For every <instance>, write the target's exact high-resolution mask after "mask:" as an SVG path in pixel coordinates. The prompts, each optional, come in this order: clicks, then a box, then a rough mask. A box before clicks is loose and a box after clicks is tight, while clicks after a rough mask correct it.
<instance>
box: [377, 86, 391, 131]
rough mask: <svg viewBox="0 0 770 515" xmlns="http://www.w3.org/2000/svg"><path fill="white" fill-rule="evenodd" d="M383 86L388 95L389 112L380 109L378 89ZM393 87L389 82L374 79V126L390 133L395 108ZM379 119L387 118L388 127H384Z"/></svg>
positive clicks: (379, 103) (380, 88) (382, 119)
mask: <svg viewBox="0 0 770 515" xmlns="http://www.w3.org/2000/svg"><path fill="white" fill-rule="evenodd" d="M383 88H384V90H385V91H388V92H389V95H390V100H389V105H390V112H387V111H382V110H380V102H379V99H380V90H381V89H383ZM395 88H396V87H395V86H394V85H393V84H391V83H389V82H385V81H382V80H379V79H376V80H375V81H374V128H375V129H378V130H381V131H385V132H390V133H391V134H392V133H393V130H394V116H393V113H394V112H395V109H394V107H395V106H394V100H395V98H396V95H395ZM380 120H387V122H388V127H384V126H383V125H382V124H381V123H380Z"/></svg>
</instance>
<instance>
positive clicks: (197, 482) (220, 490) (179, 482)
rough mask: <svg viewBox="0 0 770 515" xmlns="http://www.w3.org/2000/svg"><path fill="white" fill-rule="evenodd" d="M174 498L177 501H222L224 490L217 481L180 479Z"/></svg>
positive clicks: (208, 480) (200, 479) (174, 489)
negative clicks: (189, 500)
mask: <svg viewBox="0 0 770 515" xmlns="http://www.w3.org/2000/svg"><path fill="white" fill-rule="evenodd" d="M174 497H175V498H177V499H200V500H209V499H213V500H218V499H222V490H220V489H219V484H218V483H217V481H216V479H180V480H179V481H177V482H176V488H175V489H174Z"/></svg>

***

EXERCISE :: Determine how many lines in the records include the string "rough". Only that number should be given.

SOLUTION FOR THIS TASK :: 3